[Data entries]
* begin *

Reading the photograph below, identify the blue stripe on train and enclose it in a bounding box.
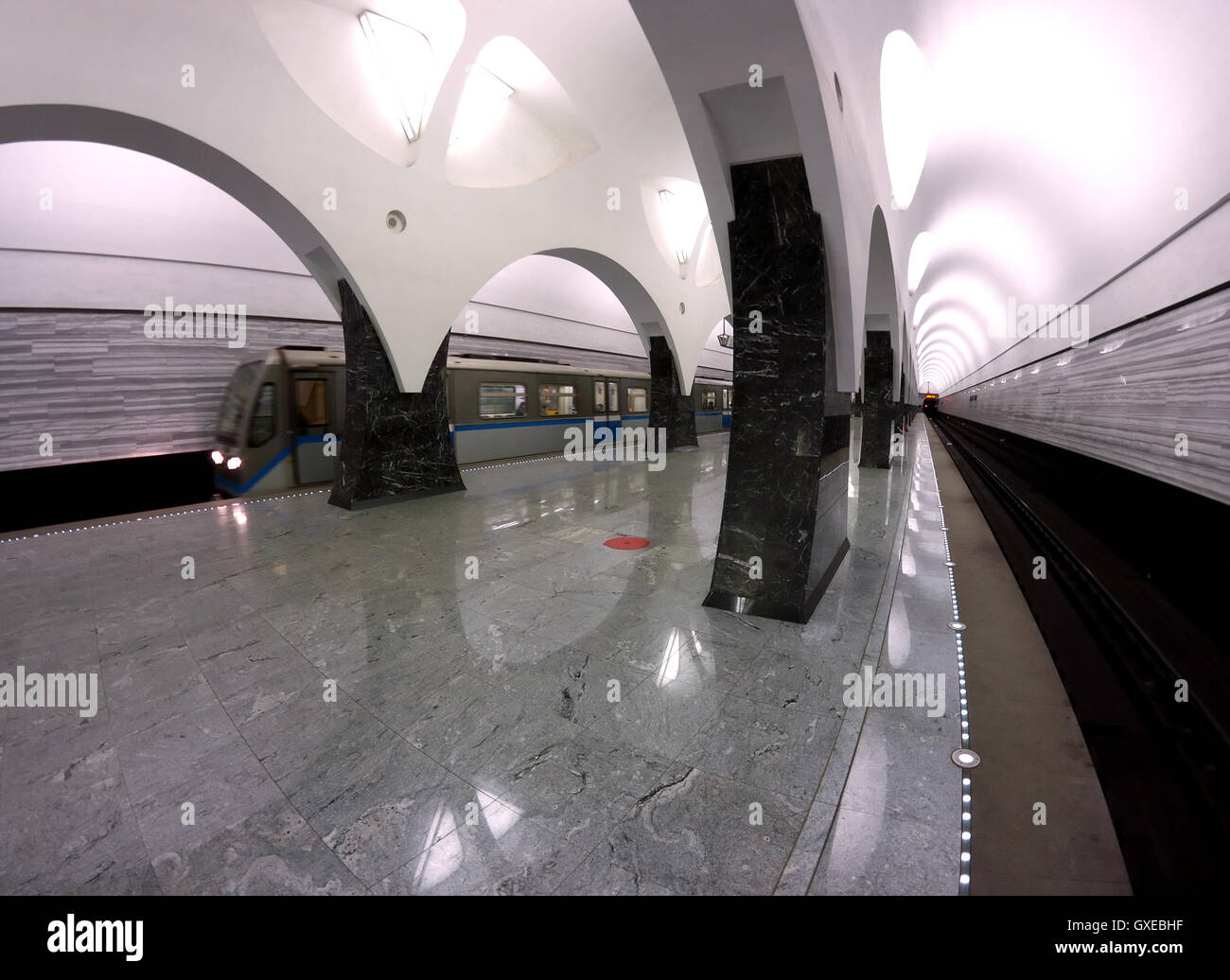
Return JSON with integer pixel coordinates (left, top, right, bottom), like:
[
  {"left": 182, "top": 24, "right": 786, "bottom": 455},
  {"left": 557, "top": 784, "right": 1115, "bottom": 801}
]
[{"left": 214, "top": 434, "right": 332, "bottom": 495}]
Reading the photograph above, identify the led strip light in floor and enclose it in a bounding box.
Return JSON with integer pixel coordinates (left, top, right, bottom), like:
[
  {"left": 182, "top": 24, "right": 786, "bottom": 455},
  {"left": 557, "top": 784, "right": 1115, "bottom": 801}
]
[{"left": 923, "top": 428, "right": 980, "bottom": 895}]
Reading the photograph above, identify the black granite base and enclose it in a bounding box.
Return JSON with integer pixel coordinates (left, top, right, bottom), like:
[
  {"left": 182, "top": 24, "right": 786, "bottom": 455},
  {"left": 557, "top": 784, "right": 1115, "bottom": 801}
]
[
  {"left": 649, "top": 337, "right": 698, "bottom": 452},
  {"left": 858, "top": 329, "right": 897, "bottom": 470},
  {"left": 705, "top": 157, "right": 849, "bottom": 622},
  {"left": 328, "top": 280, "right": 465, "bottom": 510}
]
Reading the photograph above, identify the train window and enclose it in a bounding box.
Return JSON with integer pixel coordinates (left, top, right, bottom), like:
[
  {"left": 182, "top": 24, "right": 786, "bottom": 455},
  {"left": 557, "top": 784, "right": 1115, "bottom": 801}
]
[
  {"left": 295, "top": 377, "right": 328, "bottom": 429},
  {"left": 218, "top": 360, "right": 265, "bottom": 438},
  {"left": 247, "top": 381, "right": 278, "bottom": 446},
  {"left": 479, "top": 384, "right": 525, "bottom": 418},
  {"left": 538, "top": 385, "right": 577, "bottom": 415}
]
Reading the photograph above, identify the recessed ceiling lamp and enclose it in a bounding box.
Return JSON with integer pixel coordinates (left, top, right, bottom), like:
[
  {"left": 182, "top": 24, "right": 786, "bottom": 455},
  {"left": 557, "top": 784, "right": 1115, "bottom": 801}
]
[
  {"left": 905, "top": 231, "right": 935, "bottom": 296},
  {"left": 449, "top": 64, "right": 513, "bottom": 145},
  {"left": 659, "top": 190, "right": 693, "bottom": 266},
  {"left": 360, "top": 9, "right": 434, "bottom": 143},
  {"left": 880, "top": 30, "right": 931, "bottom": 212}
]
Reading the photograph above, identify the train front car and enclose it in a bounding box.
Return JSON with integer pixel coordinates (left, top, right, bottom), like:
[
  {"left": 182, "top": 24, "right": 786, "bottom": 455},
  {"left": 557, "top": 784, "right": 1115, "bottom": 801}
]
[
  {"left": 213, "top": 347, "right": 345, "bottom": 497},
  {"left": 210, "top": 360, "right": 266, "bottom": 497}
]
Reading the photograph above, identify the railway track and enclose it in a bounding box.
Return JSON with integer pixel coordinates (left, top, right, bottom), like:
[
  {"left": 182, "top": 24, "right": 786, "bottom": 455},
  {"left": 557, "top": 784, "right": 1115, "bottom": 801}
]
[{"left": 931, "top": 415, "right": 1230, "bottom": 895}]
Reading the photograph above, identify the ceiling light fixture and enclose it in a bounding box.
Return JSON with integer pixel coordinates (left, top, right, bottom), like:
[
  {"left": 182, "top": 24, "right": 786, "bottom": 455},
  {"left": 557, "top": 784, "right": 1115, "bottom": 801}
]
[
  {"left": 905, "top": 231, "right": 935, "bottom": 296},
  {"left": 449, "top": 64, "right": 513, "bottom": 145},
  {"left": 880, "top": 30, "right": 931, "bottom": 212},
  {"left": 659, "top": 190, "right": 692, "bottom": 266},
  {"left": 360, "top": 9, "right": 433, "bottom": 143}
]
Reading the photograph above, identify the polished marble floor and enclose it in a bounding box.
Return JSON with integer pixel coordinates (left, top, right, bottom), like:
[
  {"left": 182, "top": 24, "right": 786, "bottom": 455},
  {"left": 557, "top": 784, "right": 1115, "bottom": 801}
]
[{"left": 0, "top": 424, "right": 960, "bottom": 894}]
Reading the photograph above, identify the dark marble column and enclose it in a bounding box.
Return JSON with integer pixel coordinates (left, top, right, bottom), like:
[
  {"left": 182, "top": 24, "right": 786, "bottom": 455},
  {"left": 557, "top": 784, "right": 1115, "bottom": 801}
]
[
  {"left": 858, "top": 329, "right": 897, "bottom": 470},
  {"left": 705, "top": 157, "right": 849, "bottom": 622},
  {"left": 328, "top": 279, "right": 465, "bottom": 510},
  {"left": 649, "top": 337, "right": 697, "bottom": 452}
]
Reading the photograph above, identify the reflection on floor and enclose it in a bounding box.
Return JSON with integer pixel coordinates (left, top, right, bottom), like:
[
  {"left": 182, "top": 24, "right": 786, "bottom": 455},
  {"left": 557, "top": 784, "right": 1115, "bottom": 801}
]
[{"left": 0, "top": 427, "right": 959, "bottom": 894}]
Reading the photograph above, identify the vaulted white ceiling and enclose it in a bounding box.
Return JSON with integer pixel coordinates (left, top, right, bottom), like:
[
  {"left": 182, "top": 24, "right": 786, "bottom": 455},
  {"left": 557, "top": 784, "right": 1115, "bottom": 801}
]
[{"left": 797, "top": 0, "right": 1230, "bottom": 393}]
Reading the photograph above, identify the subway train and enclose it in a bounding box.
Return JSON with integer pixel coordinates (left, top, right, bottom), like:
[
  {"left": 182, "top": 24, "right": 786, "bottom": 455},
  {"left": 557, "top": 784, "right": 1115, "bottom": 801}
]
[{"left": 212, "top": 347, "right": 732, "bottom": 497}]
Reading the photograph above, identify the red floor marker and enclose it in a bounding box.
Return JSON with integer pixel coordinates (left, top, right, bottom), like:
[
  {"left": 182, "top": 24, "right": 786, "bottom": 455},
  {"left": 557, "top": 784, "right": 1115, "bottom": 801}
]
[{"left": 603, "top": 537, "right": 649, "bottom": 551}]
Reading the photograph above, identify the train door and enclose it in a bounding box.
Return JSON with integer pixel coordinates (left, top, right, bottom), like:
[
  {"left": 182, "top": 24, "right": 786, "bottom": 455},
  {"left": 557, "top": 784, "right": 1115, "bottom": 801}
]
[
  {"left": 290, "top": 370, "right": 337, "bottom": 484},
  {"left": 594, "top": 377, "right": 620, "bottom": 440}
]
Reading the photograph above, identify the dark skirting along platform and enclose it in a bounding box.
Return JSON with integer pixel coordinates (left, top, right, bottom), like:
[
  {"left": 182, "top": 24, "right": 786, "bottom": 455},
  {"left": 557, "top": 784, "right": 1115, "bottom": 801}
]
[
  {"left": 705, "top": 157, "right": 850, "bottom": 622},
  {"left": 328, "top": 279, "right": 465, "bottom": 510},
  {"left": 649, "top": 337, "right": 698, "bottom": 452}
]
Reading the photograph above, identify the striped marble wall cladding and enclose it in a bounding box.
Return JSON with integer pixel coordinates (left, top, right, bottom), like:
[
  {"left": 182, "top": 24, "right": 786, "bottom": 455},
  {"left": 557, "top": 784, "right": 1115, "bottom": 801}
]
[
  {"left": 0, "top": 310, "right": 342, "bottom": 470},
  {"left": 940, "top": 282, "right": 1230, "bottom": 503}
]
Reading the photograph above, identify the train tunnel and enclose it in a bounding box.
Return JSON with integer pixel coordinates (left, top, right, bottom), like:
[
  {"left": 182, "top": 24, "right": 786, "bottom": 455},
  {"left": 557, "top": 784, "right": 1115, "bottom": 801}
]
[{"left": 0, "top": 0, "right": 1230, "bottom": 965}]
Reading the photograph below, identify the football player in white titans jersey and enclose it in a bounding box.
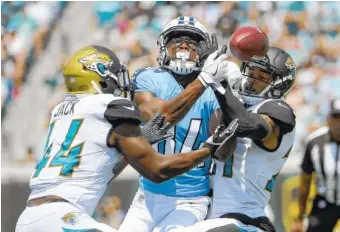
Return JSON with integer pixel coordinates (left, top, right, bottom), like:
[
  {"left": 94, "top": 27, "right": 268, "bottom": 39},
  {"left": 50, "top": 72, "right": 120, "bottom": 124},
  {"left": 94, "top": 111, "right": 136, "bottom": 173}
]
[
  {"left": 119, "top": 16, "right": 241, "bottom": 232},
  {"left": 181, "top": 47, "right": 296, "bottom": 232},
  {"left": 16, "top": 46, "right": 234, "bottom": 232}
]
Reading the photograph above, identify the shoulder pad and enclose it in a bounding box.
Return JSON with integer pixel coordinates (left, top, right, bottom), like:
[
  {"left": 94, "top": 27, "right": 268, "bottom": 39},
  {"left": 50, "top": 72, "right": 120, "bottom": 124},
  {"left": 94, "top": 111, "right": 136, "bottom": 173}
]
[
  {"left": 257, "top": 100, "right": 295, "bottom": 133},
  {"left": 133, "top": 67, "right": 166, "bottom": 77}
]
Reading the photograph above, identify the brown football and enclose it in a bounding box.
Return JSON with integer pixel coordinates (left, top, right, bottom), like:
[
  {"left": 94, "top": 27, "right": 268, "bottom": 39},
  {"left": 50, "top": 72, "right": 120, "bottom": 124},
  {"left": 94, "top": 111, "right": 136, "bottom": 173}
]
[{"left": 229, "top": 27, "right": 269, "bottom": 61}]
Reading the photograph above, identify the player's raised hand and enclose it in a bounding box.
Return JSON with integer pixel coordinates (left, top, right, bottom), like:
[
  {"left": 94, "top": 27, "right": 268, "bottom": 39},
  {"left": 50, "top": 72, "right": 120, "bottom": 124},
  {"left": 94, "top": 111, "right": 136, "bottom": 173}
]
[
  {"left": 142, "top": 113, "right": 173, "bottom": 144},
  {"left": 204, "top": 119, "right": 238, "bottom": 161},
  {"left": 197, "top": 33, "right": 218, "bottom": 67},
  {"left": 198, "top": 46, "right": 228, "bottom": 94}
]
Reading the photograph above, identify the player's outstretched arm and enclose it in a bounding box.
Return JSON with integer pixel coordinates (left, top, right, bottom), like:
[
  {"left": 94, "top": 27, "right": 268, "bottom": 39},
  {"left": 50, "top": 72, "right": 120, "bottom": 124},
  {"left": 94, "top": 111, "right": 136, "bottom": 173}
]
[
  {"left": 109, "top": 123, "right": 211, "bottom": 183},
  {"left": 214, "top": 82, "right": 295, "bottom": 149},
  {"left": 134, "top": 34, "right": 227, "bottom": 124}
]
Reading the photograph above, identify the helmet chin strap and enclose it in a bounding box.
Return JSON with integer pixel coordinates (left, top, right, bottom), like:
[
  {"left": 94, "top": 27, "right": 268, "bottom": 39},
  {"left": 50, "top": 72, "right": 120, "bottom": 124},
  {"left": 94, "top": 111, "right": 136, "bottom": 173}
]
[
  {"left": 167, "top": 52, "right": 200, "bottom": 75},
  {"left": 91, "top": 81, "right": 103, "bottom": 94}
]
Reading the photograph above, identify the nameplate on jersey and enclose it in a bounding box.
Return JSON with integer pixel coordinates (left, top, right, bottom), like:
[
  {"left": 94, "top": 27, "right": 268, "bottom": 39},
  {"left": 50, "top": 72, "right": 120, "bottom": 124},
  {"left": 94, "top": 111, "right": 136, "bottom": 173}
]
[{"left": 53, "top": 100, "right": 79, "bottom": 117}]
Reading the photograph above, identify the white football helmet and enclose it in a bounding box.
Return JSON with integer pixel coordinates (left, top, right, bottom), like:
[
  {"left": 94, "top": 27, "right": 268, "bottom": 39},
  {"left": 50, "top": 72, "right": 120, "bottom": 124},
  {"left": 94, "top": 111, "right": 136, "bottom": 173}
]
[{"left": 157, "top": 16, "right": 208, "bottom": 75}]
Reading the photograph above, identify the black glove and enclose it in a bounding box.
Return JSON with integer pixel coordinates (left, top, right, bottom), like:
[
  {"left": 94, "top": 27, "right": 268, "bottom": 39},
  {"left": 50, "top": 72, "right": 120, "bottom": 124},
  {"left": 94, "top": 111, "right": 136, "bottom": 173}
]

* end *

Repeat exactly the lines from the one containing "Reading the photograph above, identify the nameplate" through the last line of the records above, both included, and nothing else.

◆ **RESULT OF THIS TASK**:
Reading the photograph above, identify the nameplate on jersey and enclose it in a bounding box.
Return JSON with integer pixel coordinates (left, top, right, bottom), like:
[
  {"left": 94, "top": 27, "right": 268, "bottom": 39},
  {"left": 50, "top": 72, "right": 120, "bottom": 124},
  {"left": 94, "top": 111, "right": 136, "bottom": 173}
]
[{"left": 53, "top": 100, "right": 79, "bottom": 117}]
Reading the photograph above, identify the white football helmet and enclose it in a bounding box.
Return JSON with integer pixel coordinates (left, top, right, bottom), like:
[
  {"left": 94, "top": 27, "right": 268, "bottom": 39},
  {"left": 50, "top": 72, "right": 120, "bottom": 124},
  {"left": 94, "top": 111, "right": 136, "bottom": 173}
]
[{"left": 157, "top": 16, "right": 208, "bottom": 75}]
Reading the photograph above, identify the black glove and enclose it in a bounding box.
Return JSON with integer pixel coordinates (left, top, right, bottom), like:
[
  {"left": 94, "top": 27, "right": 268, "bottom": 39},
  {"left": 50, "top": 72, "right": 120, "bottom": 124},
  {"left": 94, "top": 111, "right": 136, "bottom": 173}
]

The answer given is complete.